Available records START

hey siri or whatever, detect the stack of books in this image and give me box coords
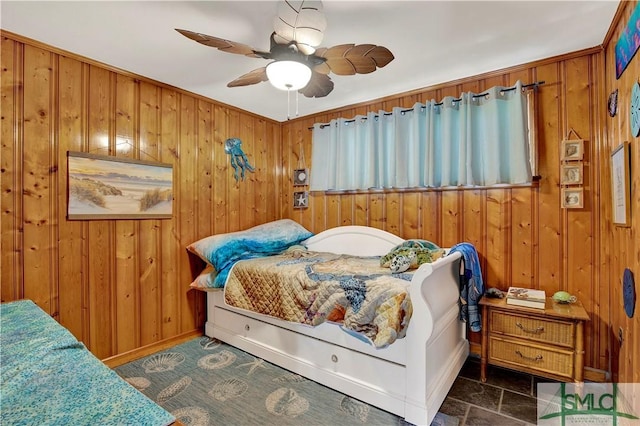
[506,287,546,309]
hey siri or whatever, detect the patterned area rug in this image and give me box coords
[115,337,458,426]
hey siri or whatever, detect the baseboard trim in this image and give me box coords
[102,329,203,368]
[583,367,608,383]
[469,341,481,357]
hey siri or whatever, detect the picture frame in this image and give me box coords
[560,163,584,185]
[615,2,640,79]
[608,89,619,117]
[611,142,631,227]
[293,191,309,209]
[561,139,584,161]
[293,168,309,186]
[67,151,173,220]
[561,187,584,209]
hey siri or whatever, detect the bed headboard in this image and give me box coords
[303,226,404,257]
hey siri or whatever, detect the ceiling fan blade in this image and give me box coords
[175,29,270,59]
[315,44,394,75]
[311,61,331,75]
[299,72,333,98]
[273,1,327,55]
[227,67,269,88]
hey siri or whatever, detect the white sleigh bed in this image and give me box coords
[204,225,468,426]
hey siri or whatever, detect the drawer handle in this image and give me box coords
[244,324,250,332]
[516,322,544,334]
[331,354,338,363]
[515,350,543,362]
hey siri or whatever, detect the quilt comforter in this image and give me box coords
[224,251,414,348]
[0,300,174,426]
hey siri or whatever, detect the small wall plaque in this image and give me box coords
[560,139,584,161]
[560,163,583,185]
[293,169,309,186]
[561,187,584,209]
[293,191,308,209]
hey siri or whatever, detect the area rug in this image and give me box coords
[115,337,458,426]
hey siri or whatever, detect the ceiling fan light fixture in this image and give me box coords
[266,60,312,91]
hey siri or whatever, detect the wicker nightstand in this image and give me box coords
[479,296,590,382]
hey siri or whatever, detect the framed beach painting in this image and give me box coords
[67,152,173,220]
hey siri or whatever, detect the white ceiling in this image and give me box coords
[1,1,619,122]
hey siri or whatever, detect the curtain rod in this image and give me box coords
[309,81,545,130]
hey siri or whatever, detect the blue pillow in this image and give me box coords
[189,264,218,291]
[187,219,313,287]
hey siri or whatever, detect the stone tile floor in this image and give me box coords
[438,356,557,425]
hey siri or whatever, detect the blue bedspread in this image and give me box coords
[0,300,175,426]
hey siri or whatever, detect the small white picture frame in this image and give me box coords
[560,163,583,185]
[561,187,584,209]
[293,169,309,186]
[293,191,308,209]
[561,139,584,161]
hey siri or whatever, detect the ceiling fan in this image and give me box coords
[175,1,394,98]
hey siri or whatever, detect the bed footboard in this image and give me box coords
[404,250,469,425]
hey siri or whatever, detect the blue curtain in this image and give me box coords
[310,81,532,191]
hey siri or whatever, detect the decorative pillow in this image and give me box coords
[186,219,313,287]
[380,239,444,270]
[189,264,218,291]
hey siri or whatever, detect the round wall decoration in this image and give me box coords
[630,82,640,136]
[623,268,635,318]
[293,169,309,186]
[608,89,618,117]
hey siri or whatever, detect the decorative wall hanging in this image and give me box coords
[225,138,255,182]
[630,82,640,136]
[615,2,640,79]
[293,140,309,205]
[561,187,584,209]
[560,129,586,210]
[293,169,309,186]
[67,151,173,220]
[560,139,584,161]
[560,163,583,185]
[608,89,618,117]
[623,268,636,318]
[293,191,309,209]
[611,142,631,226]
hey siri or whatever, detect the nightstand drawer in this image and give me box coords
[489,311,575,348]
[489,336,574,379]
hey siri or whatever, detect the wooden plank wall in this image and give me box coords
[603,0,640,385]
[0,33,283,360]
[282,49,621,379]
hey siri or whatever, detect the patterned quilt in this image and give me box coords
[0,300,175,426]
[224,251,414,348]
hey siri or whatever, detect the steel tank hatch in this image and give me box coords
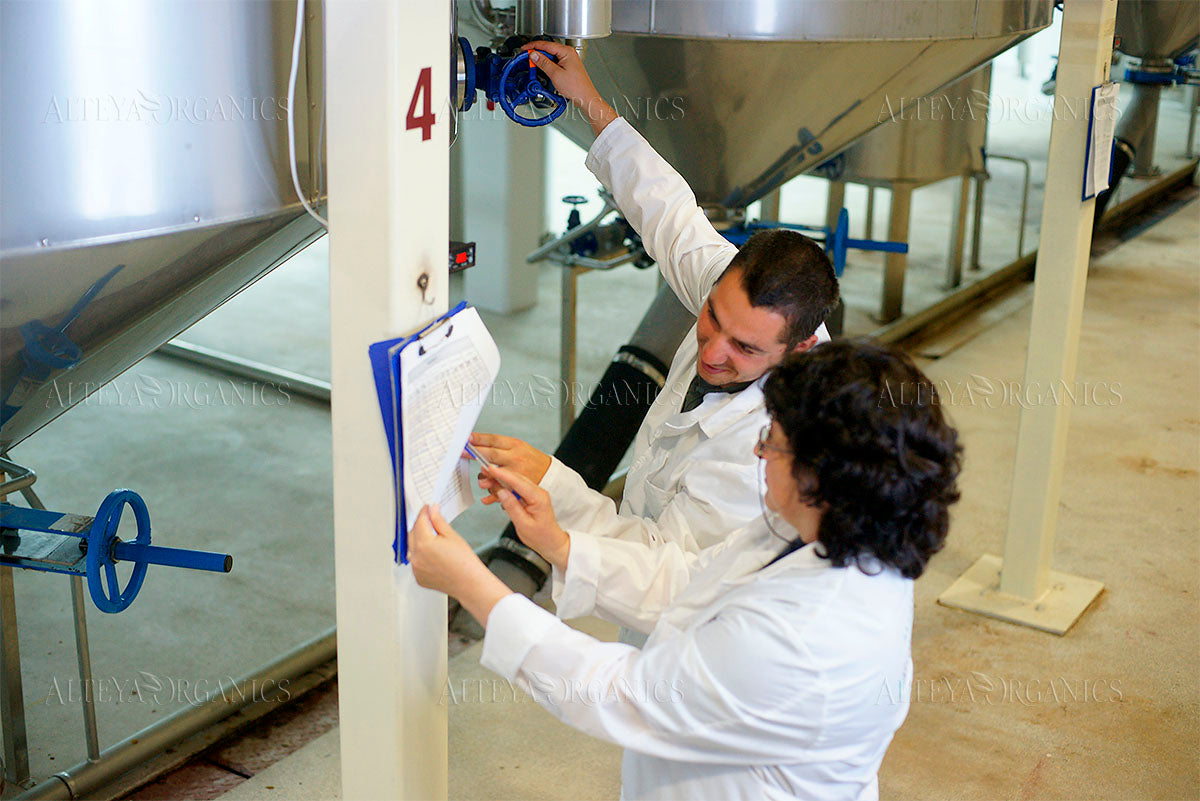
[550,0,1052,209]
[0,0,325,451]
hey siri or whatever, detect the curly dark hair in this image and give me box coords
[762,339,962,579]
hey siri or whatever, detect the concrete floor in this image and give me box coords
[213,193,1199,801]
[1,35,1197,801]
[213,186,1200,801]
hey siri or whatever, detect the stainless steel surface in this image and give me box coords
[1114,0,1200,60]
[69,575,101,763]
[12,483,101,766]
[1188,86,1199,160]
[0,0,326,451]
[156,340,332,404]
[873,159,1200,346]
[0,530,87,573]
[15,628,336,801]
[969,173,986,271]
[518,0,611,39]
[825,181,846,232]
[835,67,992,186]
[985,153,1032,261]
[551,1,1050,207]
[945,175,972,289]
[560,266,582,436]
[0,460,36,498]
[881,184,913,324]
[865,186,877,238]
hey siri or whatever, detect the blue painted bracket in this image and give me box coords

Available records END

§ Problem
Print the listing again exactly, please. Keep the pictures out of it.

§ Reply to the task
hey siri or whatever, detect the stack of books in this image and give me box coords
[506,287,546,309]
hey siri or whatever, detect the patterned area rug in this image and give me box coords
[115,337,458,426]
hey siri or whatever, detect the baseboard trim in this image and give me box coords
[102,329,203,368]
[583,367,608,383]
[469,341,481,357]
hey siri or whatever, detect the picture frame in this image and give me box coords
[560,163,584,185]
[615,2,640,79]
[608,89,619,117]
[611,142,631,227]
[293,191,309,209]
[561,139,584,161]
[293,168,309,186]
[67,151,173,220]
[561,187,584,209]
hey siri or whatever, detect the bed headboard in this image and give me box coords
[303,226,404,257]
hey siri or whatever, detect the ceiling fan blade in this image and give me box coords
[175,29,270,59]
[315,44,394,75]
[311,61,331,75]
[299,72,333,98]
[273,1,327,55]
[227,67,269,88]
hey siri or whatever, detect the white sleigh bed in this image and give me box coords
[204,225,468,426]
hey siri or whatever, detect the drawer handle in this image and give me box coords
[244,324,250,332]
[516,322,544,334]
[331,354,338,363]
[515,350,543,362]
hey siri or whatever, detect the quilt comforter in this image and give me box coords
[224,251,414,348]
[0,300,174,426]
hey siri or whatever, detect the small wall plaque in this image and give me box coords
[560,139,584,161]
[560,163,583,185]
[293,169,309,186]
[561,187,584,209]
[293,191,308,209]
hey siri or whatever, detect the area rug in this image and give me box coords
[115,337,458,426]
hey siri or whatever, detect the ceiling fan light fixture in this image and give me box coords
[266,60,312,91]
hey siri or whatever, detect the wicker nightstand in this image and give me box coords
[479,296,590,382]
hey siri or whatever, detect the framed beach painting in this image and give me box coords
[67,152,173,220]
hey siri or whatever, detect the white ceiling in this image and give me box coords
[1,1,619,122]
hey siri or whatever, detect the curtain rod in this image and give me box coords
[309,81,545,130]
hey siri or whatever, detect the blue pillow in this image and give me box coords
[189,264,218,291]
[187,219,313,287]
hey siri or whatever, detect the stone tile floor in this image and give me box coords
[438,356,557,425]
hey siri or whatever, detect the blue bedspread in this image and give me box coords
[0,300,175,426]
hey siri or whatever, detect the small white picture frame in this image and give me box coords
[560,163,583,185]
[561,187,584,209]
[293,169,309,186]
[293,191,308,209]
[561,139,584,161]
hey siri or whatever, detect the ceiling fan in this image and give me box coords
[175,1,394,98]
hey siri or whatever, detect the bed footboard in this image and give me box coords
[404,250,469,425]
hey siri or whatever, detect the blue curtain in this image and give me box coords
[310,81,532,191]
hey siri or whatever, detect the decorative pillow in this image and give me box coords
[186,219,313,287]
[380,239,444,270]
[189,264,218,291]
hey siri or whatever, detect the round wall decoration in this image and give me box coords
[630,82,640,136]
[623,268,635,318]
[293,169,309,186]
[608,89,618,117]
hey siri or whatever, detect the decorative wall hanging in this image and give me box coords
[225,138,255,182]
[630,82,640,136]
[615,2,640,79]
[293,140,309,205]
[561,187,584,209]
[560,129,586,210]
[293,169,309,186]
[67,151,173,220]
[560,139,584,161]
[560,163,583,185]
[608,89,618,117]
[623,268,636,318]
[293,191,309,209]
[611,142,631,226]
hey siri or whatever, detect the nightstand drawer in this image and give me box coords
[489,311,575,348]
[489,336,574,379]
hey siri or whatever, detect the wooden plank wall in this image and give me box coords
[603,0,640,385]
[0,33,283,360]
[282,49,621,379]
hey siri or whatever, detect the patterned quilt in this image and give me box coords
[0,300,175,426]
[224,251,414,348]
hey siri or whatever, detect the steel tank hatch in this image and give me box coords
[550,0,1052,209]
[0,0,325,451]
hey siri or whatever, detect the curly dark hair in this image and give me box coords
[762,339,962,579]
hey siri or whatever, detect the concrete floor in this image and give me box coords
[213,193,1199,801]
[1,35,1197,801]
[213,186,1200,801]
hey siri or whatever, detect the stainless steel surface in this image and give me box coords
[1114,0,1200,60]
[69,575,101,763]
[12,483,101,766]
[1188,86,1199,160]
[0,0,326,451]
[156,340,332,404]
[873,159,1200,346]
[0,530,87,573]
[15,628,336,801]
[969,173,986,271]
[518,0,611,39]
[825,181,846,232]
[835,67,992,186]
[985,153,1032,261]
[551,1,1050,207]
[945,175,972,289]
[560,266,582,436]
[0,460,36,498]
[881,184,913,324]
[865,186,877,238]
hey siri or whatever, detect the blue painted bracket in this image and give me box coords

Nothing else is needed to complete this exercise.